Students Promote Change Through Social Media

Ramya Rao, Co-Editor-in-Chief

Forget bake sales and raffles – Ward Melville students are promoting a cause that’s important to them through a unique and surprisingly effective manner. This February, students are working on two fronts for charity. They’re raising hundreds of dollars through fundraising, while raising awareness of the cause to hundreds of people through social media. These actions are on behalf of the Eliminate Project, an organization seeking to reduce the incidence of the prevalent maternal and neonatal tetanus diseases through increased awareness and donations. A Facebook campaign illustrating the importance of this cause has transcended state borders with dozens of shares and hundreds of likes, bringing awareness of this project to people across the country.

Almost 60,000 newborns and many of their mothers die annually because of maternal and neonatal tetanus due to poor access to health care and insufficient immunization services.  The simple solution  to this problem is a tetanus vaccine which can be provided to a mother for the cost of $1.80. For one dollar and eighty cents, the lives of a mother and her children can be saved.

_Apply what you read_:
A: Decide whether each of the following statements agrees with the article on students promoting change through social media. Answer yes or no for each, and quote the words of the article that decide it: (i) The students' efforts are on behalf of the Eliminate Project. (ii) The tetanus vaccine costs eighteen dollars per mother. (iii) The Facebook campaign has stayed within a single state.
B: According to the article on students promoting change through social media, how many newborns die each year from maternal and neonatal tetanus?
C: Write the next part of the article on students promoting change through social media, starting right after its final sentence.

_Information provided_:

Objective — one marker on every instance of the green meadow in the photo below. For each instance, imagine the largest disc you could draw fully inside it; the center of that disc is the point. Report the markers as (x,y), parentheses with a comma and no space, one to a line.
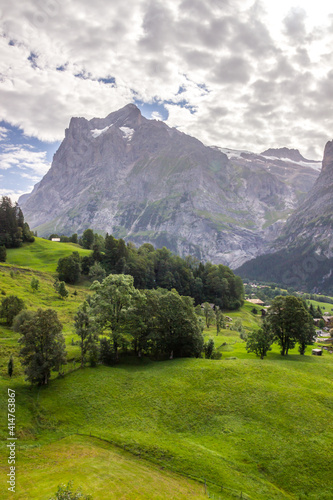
(248,428)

_Answers per task_:
A:
(i) Yes: "These actions are on behalf of the Eliminate Project"
(ii) No: "a tetanus vaccine which can be provided to a mother for the cost of $1.80"
(iii) No: "has transcended state borders"

B: Almost 60,000 newborns die from it each year, along with many of their mothers.

C:
Kyra Durko, vice-president of Key Club, a student-run organization, knew that she wanted to have as many students engaged in supporting this project as possible. She also wanted to put money behind the club’s support in order to provide monetary assistance for the Eliminate Project, and produce tangible results. From these two goals came the idea to link a possible donation to the liking and sharing of a Facebook photo. She soon announced that if a certain picture expressing the Eliminate Project’s goals gains 1000 likes, $750 would be donated to this cause.

Her decision to raise awareness through social media earned the attention of hundreds of people who eagerly liked the photo and expressed support for the cause.

Junior Anthony Muscarella designed the picture depicting the Eliminate project. “I wasn’t really aware of how big of a project it as at first,” he said. “The type of disease at hand isn’t something a lot of people know about, and I think spreading awareness will really help.”

“We are already passing the 60% mark and it’s been less than three weeks,” commented Kyra. “We’re almost there.”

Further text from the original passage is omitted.